### Texto proporcionado
────────

La iniciativa de Francia y Alemania creando una Alianza para el multilateralismo y la nueva Gobernanza, es una muestra de lo que valientes liderazgos como los de Merkel y Macron pueden legar, conteniendo presiones nacionalistas que proliferan en el mundo. Los informes de Naciones Unidas acerca de los riesgos que afrontamos ante la desaceleración de resultados en el cumplimiento de los Objetivos de Desarrollo Sostenible para el año 2030 (ODS) constituyen alertas que movilizan las agendas de líderes, gobiernos, organizaciones y ciudadanos en general, como nunca antes. Y el impacto de 20 años de misión norteamericana sin resultados sostenibles en Afganistán puede generar el disparador necesario para calibrar mejor esas causas que podrían dar forma a una Gobernanza mundial efectiva, sobre la base de ese conjunto de derechos y libertades humanas esenciales que no debieran relativizarse más a merced de cerrojos nacionalistas.

────────

### Datos de origen
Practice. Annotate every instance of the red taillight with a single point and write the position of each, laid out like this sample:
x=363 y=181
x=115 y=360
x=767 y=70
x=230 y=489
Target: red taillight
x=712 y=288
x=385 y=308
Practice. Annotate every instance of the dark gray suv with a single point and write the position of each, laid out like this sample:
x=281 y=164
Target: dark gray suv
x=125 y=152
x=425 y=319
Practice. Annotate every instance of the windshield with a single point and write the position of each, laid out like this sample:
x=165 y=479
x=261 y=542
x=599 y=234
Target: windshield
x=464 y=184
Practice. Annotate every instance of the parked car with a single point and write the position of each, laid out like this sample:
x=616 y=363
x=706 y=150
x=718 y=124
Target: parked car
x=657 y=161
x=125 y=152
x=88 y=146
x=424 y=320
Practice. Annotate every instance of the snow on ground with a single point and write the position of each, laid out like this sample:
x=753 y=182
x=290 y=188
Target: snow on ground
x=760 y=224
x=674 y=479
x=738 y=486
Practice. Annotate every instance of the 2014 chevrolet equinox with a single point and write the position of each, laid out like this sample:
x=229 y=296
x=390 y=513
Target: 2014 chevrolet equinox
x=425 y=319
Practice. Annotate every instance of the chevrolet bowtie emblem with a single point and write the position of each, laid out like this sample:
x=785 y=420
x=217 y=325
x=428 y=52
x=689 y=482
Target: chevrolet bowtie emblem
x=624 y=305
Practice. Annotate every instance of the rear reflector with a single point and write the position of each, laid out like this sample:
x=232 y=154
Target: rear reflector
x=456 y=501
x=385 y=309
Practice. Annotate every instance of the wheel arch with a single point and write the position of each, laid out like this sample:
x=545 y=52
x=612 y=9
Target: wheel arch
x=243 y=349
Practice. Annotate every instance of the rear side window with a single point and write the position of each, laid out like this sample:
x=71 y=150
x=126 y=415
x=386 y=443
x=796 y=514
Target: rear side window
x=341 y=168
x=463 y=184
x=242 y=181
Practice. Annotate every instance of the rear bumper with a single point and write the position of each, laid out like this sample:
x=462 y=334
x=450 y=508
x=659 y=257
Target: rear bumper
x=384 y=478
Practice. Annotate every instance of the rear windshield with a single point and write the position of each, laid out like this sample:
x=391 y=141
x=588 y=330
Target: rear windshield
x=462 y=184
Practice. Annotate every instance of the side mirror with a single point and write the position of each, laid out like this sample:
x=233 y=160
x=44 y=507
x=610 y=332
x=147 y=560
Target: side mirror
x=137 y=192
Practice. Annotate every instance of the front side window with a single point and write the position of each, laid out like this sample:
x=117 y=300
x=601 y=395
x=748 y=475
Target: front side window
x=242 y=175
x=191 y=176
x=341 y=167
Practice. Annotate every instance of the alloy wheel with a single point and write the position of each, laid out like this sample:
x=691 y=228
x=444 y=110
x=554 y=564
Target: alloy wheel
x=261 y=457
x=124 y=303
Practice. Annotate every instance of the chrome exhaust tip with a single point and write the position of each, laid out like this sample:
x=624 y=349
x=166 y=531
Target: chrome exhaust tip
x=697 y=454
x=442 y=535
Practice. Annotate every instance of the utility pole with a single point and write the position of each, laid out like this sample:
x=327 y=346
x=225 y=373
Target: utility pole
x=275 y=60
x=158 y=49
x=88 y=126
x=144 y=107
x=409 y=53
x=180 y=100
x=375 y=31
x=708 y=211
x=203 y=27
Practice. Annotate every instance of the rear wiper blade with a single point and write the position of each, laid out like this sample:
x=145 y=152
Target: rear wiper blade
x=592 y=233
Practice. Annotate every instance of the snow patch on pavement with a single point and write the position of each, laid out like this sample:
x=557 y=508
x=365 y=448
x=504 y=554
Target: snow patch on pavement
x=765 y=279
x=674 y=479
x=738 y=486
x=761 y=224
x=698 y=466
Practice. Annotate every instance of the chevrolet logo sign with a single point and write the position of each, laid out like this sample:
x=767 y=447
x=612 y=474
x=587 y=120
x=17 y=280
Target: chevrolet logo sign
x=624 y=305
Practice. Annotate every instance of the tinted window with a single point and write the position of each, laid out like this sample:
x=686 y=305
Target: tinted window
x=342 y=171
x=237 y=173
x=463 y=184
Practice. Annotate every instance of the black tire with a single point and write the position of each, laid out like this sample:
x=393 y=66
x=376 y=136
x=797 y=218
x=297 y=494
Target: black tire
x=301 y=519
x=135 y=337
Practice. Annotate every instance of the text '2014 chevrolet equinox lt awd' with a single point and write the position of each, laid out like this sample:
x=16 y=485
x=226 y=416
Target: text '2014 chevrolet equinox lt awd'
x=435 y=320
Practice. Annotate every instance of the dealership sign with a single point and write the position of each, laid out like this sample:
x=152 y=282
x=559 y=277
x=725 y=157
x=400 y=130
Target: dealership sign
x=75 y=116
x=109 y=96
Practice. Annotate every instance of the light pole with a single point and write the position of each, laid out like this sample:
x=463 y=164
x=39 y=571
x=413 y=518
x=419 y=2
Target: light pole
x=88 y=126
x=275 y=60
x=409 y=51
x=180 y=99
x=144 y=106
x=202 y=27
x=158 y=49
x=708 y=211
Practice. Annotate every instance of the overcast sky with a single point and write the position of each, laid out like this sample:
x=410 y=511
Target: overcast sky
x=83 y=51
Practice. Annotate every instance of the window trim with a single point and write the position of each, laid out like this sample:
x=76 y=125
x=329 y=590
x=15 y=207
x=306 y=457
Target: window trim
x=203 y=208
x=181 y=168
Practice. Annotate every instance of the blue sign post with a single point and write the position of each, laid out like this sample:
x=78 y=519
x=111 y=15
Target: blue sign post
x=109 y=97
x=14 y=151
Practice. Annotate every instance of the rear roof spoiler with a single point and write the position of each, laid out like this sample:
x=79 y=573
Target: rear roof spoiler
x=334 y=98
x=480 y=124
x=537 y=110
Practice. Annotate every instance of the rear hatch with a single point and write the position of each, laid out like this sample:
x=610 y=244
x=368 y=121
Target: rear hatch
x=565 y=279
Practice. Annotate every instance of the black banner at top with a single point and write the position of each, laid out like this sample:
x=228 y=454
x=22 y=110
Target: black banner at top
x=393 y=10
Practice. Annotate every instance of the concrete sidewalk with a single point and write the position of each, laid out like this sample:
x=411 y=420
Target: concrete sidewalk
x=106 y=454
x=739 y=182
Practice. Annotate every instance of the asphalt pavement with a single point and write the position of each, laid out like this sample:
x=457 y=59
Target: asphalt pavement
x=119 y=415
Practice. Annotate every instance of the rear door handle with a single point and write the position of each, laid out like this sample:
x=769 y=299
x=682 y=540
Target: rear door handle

────────

### Tarea propuesta
Por favor, continúa el texto sobre el multilateralismo y la gobernanza mundial a partir de su última oración.

### Espacio de respuesta
Quizás aceptar que la democracia republicana y liberal de Occidente no necesariamente es un modelo a implantar, sin matices ni variantes en los distintos países, sea un aprendizaje validado en los últimos años, creando el espacio para enfocar energías en el respeto a la dignidad y libertad de las personas, más allá de las características específicas de los regímenes políticos. En su célebre manual “Diplomacia” de los años 90 ya advertía Henry Kissinger: “Estados Unidos sirve mejor a sus valores perfeccionando su democracia y actuando así como faro para el resto de la humanidad que imponiendo sus valores en una cruzada obligatoria por todo el mundo”.
La tasa de tolerancia de la comunidad internacional a experimentos de violación de aquellos derechos y libertades quizás podría bajar si el foco se logra poner en las personas más que en la exportación de mecanismos de gobierno y de organización social ideales bajo la mirada occidental. Y si bien la realpolitik seguirá condicionando las mejores intenciones, son cada vez más fuertes los incentivos para construir acuerdos y mecanismos de acción concertada que sean capaces de mejorar el mundo. Issac Asimov alguna vez escribió “Tus supuestos son tus ventanas al mundo. Frégalas una vez cada tanto o la luz ya no entrará” y el novelista Raymond Williams, en la misma línea, advirtió: “Una vez que se desafían las inevitabilidades, comenzamos a reunir recursos para un viaje de esperanza”.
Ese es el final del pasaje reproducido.